=== Begin Enclosure ===
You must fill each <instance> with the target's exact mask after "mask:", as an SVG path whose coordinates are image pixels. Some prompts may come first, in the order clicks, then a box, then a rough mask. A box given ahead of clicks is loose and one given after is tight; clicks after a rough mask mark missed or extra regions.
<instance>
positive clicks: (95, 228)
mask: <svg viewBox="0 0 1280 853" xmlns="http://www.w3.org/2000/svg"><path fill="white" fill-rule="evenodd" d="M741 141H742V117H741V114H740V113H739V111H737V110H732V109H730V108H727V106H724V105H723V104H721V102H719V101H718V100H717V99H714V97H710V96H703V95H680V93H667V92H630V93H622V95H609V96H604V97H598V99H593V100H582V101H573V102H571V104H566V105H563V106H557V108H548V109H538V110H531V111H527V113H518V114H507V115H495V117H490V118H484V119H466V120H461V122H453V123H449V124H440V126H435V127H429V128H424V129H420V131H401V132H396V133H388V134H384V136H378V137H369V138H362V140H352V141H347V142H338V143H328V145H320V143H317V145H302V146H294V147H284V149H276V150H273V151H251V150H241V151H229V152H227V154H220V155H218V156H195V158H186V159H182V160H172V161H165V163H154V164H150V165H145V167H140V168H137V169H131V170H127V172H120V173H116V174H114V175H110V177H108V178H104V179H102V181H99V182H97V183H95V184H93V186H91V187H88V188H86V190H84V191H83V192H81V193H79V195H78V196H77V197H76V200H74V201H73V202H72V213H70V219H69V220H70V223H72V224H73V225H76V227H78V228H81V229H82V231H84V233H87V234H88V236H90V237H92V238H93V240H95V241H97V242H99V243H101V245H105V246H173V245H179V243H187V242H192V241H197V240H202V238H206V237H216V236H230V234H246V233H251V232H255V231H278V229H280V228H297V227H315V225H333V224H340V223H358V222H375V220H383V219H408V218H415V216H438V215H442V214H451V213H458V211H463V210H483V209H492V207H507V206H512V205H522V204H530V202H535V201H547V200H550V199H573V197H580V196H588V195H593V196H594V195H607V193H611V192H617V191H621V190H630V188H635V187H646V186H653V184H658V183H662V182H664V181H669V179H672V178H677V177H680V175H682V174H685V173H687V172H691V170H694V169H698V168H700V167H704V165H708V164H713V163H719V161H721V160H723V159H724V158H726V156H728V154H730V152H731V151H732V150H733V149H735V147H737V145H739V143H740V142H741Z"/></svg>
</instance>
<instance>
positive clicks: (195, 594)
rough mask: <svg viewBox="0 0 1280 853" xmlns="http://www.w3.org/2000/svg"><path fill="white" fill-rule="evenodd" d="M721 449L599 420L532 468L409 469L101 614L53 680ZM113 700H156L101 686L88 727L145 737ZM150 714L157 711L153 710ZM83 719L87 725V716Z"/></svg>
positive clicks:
=== End Enclosure ===
• **TASK DIRECTIONS**
Reproducing the whole listing above is not the task. Copy exactly only the lines from the one with "positive clicks: (95, 228)" to the one with "positive clicks: (195, 594)", both kept.

• **REPLY**
positive clicks: (95, 228)
mask: <svg viewBox="0 0 1280 853" xmlns="http://www.w3.org/2000/svg"><path fill="white" fill-rule="evenodd" d="M741 141H742V117H741V114H740V113H739V111H737V110H732V109H730V108H727V106H724V105H723V104H721V102H719V101H718V100H717V99H714V97H710V96H703V95H680V93H667V92H630V93H622V95H609V96H604V97H598V99H593V100H582V101H573V102H571V104H566V105H563V106H557V108H548V109H538V110H531V111H527V113H518V114H507V115H495V117H490V118H484V119H466V120H461V122H453V123H449V124H440V126H435V127H429V128H424V129H420V131H401V132H396V133H388V134H384V136H378V137H369V138H362V140H352V141H347V142H338V143H328V145H320V143H317V145H302V146H294V147H284V149H276V150H273V151H251V150H241V151H229V152H227V154H220V155H218V156H195V158H186V159H182V160H172V161H165V163H154V164H150V165H145V167H140V168H137V169H131V170H127V172H120V173H116V174H114V175H110V177H108V178H104V179H102V181H99V182H97V183H95V184H93V186H91V187H88V188H86V190H84V191H83V192H81V193H79V195H78V196H77V197H76V200H74V201H73V202H72V213H70V219H69V220H70V223H72V224H73V225H76V227H78V228H81V229H82V231H84V233H87V234H88V236H90V237H92V238H93V240H95V241H97V242H99V243H101V245H105V246H173V245H179V243H187V242H192V241H197V240H202V238H206V237H216V236H230V234H246V233H251V232H255V231H278V229H280V228H297V227H315V225H333V224H340V223H358V222H375V220H383V219H408V218H415V216H438V215H442V214H451V213H458V211H463V210H483V209H492V207H507V206H512V205H522V204H530V202H535V201H547V200H550V199H573V197H580V196H588V195H593V196H594V195H607V193H611V192H617V191H621V190H630V188H635V187H646V186H653V184H658V183H662V182H664V181H669V179H672V178H677V177H680V175H682V174H685V173H687V172H691V170H694V169H698V168H700V167H704V165H708V164H713V163H719V161H721V160H723V159H724V158H726V156H728V154H730V152H731V151H732V150H733V149H735V147H737V145H739V143H740V142H741Z"/></svg>
</instance>
<instance>
positive clicks: (195, 594)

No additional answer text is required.